- [Region annotation items]:
● ● ● ● ●

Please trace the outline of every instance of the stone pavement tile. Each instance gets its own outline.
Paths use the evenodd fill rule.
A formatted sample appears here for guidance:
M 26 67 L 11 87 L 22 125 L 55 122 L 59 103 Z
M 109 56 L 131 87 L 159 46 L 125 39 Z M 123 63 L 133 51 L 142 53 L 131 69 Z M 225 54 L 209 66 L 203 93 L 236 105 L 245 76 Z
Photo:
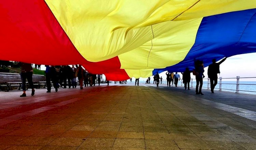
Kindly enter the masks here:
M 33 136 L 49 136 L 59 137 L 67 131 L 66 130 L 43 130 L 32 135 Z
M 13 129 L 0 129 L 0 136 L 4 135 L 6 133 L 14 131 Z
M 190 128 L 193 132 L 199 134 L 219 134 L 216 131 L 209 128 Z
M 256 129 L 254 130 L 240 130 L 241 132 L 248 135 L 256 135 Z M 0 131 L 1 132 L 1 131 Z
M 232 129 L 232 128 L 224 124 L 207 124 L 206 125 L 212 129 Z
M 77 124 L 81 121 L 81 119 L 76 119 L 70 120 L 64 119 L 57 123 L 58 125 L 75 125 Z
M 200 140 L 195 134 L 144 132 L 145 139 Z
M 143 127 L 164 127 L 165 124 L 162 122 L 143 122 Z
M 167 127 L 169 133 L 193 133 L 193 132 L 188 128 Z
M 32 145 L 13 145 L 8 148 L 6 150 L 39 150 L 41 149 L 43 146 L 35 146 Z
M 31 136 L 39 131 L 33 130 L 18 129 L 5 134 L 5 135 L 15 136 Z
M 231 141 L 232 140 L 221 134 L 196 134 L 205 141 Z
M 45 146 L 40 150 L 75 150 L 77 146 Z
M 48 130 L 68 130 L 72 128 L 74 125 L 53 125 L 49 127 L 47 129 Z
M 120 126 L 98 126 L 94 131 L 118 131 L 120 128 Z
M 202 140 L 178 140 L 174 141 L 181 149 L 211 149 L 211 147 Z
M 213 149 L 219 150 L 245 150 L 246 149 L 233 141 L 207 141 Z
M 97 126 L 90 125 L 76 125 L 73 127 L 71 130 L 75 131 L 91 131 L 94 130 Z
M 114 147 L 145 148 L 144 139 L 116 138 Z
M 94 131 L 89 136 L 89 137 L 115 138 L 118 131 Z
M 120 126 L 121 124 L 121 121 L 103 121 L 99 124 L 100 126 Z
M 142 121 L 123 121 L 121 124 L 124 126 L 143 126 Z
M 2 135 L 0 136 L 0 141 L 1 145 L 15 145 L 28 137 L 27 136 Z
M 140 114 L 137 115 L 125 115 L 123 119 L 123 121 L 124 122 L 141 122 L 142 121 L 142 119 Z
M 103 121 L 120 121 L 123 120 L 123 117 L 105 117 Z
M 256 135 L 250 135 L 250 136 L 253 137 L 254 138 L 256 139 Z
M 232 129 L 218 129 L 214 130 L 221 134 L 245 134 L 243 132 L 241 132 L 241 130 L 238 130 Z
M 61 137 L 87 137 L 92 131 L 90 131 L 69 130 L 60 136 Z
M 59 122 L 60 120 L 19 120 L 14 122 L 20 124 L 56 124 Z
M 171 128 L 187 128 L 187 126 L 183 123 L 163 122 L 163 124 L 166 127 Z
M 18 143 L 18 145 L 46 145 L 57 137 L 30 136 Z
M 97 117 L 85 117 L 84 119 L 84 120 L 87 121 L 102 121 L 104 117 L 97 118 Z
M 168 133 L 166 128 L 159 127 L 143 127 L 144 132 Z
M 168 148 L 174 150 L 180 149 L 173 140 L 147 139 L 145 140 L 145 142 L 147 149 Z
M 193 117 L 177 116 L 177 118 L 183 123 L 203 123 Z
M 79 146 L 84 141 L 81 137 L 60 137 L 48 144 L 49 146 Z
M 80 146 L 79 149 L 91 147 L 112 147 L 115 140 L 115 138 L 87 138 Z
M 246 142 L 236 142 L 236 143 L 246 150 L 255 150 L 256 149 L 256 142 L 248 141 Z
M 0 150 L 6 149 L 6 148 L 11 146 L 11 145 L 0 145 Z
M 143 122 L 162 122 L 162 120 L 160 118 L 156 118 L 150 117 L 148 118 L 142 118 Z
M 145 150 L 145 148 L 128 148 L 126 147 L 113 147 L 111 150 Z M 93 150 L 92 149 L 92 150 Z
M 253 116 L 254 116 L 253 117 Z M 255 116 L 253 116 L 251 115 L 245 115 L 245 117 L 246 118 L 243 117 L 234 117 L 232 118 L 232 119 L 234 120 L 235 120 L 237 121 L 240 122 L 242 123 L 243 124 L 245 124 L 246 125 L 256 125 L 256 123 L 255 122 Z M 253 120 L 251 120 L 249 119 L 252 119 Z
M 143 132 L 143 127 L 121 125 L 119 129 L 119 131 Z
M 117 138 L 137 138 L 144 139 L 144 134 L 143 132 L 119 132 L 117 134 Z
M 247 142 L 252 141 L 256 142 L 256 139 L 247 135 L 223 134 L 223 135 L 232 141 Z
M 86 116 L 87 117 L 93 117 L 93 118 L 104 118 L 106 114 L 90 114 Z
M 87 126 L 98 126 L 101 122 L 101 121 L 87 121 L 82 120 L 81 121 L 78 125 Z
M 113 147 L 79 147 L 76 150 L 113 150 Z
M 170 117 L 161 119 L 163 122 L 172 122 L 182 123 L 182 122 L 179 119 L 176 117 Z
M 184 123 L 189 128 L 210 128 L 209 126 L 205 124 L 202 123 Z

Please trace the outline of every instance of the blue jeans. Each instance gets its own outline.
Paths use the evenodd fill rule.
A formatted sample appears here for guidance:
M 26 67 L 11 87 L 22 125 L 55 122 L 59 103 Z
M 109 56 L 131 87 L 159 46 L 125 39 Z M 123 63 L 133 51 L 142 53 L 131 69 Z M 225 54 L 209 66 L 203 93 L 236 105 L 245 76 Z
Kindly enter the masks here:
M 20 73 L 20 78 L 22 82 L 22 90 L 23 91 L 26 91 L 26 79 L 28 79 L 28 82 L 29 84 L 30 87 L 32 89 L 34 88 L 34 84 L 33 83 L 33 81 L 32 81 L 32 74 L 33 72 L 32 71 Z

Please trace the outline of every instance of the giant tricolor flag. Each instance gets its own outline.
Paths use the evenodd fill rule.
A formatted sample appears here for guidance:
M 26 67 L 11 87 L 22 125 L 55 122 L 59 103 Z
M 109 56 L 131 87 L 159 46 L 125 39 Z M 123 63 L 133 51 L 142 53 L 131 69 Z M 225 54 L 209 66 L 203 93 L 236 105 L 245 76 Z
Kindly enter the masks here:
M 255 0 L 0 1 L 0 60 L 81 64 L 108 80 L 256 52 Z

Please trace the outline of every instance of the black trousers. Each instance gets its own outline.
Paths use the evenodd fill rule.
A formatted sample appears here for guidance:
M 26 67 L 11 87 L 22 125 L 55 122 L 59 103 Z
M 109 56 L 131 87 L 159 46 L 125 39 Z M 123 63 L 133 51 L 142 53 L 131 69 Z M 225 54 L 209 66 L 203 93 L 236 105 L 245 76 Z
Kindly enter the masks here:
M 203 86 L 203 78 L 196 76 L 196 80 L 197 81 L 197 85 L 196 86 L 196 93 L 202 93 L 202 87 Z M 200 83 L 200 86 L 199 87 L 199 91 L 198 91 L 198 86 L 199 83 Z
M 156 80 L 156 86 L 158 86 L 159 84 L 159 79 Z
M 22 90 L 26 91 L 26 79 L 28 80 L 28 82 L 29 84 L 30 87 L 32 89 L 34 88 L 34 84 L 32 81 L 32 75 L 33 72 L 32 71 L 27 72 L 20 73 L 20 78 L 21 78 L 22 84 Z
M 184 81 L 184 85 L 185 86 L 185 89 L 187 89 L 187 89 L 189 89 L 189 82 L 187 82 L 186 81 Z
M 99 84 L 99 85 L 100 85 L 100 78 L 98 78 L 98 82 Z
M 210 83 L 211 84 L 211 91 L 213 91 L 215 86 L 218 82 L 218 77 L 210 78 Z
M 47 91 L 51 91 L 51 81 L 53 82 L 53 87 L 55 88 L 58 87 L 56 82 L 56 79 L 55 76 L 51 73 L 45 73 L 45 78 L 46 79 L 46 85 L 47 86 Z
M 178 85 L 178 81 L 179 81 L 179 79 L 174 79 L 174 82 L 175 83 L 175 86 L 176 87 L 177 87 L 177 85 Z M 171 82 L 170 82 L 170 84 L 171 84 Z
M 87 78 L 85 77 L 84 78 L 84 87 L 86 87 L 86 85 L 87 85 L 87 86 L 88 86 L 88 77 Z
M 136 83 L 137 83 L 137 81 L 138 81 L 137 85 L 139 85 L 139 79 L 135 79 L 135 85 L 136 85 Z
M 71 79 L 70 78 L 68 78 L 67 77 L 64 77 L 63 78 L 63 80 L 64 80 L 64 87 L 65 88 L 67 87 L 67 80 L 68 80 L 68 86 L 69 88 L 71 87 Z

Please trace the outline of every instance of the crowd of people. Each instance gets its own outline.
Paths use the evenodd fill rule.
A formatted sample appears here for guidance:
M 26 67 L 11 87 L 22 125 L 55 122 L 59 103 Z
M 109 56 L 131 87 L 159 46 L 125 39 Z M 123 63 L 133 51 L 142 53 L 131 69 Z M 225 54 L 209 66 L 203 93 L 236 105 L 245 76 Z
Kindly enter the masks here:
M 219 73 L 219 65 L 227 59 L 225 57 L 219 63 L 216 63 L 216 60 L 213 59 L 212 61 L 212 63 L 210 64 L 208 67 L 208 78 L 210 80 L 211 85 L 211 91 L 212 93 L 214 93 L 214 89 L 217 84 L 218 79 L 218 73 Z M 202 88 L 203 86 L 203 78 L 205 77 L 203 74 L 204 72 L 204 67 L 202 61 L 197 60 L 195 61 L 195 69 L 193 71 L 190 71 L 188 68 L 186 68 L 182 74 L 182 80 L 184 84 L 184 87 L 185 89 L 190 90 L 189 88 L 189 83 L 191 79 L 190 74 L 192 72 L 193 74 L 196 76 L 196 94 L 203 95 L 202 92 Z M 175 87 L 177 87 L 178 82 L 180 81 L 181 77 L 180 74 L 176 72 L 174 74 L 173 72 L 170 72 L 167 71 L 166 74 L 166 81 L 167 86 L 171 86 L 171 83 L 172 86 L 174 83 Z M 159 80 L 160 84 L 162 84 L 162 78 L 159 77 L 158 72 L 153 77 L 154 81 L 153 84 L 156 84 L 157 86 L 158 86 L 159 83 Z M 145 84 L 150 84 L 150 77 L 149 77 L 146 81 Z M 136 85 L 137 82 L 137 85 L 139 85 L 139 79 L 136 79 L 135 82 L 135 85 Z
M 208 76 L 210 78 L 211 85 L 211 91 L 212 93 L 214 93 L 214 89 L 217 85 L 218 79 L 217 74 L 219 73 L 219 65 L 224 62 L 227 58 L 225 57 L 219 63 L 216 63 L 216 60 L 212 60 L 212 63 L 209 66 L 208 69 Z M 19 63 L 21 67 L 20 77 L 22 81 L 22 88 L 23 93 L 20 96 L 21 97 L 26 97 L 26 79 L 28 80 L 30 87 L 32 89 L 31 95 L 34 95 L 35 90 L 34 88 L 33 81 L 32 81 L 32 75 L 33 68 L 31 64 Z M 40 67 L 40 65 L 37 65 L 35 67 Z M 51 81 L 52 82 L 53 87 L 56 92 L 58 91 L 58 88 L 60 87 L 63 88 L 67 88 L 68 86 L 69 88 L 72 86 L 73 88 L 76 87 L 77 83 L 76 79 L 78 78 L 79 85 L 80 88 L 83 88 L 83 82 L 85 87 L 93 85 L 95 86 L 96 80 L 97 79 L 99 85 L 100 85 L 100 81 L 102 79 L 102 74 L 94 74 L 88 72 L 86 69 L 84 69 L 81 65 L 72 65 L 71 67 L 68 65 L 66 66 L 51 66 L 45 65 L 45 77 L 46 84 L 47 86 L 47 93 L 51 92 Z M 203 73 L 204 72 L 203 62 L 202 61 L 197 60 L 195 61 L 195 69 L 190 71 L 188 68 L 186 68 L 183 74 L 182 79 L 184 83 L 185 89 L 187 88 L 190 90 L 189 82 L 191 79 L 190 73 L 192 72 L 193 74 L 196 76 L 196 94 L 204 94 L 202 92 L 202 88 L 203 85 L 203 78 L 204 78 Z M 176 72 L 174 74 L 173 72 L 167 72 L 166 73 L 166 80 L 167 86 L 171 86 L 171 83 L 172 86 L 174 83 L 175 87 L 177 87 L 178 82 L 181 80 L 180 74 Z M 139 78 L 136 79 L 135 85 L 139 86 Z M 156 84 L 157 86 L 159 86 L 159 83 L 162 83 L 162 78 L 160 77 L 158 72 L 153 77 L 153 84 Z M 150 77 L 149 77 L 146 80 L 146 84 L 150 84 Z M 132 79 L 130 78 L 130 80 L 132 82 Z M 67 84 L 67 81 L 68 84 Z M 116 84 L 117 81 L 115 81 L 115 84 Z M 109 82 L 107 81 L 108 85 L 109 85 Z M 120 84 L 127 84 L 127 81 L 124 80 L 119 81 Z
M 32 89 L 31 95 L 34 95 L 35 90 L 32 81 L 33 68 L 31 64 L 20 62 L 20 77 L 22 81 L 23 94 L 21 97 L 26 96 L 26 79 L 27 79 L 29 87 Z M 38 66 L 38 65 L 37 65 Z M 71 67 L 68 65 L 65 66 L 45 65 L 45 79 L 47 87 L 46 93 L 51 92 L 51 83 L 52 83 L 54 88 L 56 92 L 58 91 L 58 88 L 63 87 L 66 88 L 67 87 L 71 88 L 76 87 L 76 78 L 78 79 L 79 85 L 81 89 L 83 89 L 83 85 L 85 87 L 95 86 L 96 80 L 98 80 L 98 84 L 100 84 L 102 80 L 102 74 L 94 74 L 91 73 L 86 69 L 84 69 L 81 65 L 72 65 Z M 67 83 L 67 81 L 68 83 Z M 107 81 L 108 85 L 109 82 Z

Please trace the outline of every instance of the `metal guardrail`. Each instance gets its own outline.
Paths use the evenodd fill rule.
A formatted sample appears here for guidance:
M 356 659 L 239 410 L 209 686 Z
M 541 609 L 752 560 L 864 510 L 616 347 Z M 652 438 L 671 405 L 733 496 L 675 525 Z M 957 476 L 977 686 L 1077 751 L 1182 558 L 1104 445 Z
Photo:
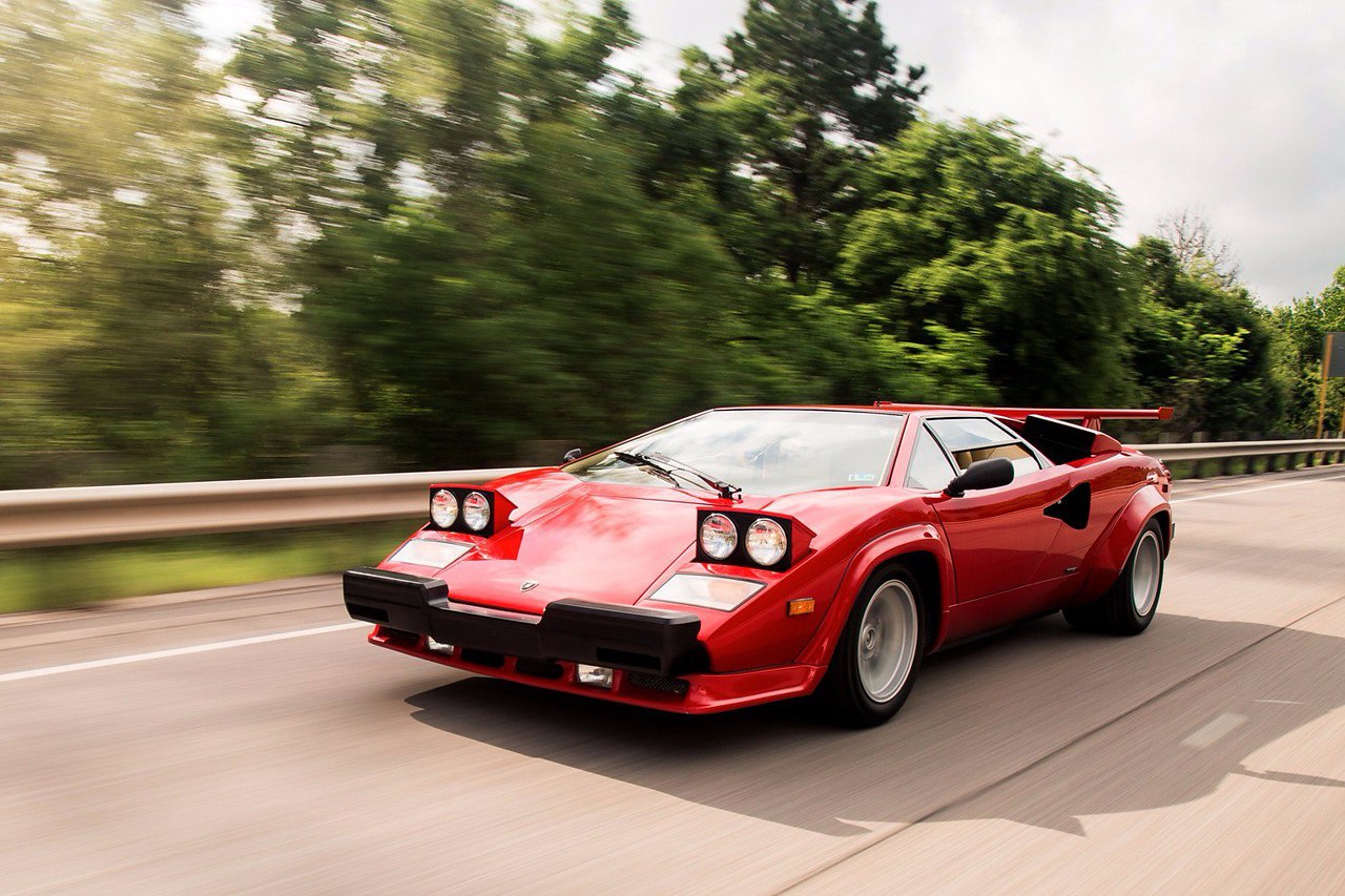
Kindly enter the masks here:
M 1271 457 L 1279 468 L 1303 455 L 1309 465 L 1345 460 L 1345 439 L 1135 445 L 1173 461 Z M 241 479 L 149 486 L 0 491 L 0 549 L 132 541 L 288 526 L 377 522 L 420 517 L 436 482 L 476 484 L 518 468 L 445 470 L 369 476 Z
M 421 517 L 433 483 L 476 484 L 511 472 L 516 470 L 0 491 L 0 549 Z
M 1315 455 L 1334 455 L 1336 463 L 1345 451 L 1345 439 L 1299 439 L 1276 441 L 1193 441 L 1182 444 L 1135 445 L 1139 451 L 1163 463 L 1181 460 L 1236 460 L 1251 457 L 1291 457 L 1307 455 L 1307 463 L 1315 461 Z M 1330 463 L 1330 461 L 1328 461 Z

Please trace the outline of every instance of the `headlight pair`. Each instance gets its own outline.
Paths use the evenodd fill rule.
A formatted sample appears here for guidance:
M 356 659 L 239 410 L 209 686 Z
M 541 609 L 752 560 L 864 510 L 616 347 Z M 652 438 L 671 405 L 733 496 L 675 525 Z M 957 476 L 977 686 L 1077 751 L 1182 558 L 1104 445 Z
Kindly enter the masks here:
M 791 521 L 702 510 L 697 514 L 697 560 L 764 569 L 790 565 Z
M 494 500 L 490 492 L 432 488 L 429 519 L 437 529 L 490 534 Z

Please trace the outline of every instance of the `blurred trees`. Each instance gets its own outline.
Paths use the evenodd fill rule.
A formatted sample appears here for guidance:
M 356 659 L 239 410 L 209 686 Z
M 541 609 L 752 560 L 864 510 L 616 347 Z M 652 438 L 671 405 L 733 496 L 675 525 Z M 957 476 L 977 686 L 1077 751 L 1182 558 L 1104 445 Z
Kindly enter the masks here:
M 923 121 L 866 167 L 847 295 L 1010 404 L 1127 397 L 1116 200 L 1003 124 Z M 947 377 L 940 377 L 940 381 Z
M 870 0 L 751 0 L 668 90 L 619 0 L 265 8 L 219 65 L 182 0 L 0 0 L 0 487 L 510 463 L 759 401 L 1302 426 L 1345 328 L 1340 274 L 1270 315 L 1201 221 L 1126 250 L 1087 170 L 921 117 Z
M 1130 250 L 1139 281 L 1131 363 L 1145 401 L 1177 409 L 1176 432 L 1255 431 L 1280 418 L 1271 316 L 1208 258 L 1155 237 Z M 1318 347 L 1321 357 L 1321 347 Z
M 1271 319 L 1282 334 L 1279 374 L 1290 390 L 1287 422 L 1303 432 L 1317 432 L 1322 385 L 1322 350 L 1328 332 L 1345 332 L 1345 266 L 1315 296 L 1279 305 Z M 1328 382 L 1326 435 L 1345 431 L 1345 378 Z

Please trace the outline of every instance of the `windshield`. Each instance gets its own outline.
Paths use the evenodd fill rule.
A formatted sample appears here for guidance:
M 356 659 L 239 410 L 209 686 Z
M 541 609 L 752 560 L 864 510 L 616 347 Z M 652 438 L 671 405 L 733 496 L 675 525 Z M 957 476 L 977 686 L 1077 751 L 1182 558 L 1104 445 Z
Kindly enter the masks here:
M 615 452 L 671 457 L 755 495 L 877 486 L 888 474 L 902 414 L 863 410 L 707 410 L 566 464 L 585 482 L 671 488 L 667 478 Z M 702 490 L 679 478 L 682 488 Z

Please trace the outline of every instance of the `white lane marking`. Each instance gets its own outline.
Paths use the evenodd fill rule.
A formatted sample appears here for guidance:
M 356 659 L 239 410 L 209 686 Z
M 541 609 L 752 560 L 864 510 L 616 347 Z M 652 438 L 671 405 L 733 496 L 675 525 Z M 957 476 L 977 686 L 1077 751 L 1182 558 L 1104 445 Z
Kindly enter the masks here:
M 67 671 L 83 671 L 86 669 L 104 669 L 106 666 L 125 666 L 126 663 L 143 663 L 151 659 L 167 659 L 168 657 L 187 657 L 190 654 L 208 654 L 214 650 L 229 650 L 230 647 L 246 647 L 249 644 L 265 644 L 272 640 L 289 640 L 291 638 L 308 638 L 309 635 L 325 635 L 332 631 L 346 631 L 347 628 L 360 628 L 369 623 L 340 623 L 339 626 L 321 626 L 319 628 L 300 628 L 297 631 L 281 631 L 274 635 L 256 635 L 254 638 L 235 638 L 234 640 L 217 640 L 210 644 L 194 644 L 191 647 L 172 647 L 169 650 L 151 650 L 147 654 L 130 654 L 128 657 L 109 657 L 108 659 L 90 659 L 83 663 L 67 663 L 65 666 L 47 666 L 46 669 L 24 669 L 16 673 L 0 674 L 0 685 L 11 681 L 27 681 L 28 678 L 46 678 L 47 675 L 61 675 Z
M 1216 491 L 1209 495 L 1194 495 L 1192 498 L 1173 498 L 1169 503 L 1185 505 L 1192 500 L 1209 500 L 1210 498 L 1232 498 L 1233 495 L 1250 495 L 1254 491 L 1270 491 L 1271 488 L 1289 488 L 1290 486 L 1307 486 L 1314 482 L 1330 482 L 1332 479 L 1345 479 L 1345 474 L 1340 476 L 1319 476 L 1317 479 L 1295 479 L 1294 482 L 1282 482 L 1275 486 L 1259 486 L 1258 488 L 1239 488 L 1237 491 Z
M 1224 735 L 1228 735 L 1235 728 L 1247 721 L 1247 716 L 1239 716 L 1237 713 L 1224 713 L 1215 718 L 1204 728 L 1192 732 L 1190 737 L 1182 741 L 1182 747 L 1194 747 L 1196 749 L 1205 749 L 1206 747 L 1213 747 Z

● ● ● ● ●

- [What is asked]: Transcribe the records from their beginning through the line containing "M 232 129 L 232", leaving out the pictures.

- [Full response]:
Please trace the outline of every instance of the stone pavement tile. Each instance gets its own outline.
Paths use the evenodd fill rule.
A formatted sample appears here for guidance:
M 26 67 L 11 87 L 22 125 L 55 122 L 59 103 Z
M 109 56 L 131 87 L 159 46 L 125 39 Z M 123 63 L 133 51 L 142 53 L 131 69 Z M 225 54 L 209 66 L 203 93 L 236 105 L 245 76 Z
Photo:
Kindly enter the masks here:
M 33 136 L 49 136 L 59 137 L 67 131 L 66 130 L 43 130 L 32 135 Z
M 13 129 L 0 129 L 0 136 L 4 135 L 6 133 L 14 131 Z
M 190 128 L 193 132 L 199 134 L 219 134 L 216 131 L 209 128 Z
M 256 129 L 254 130 L 240 130 L 241 132 L 248 135 L 256 135 Z M 0 131 L 1 132 L 1 131 Z
M 232 129 L 232 128 L 224 124 L 207 124 L 206 125 L 212 129 Z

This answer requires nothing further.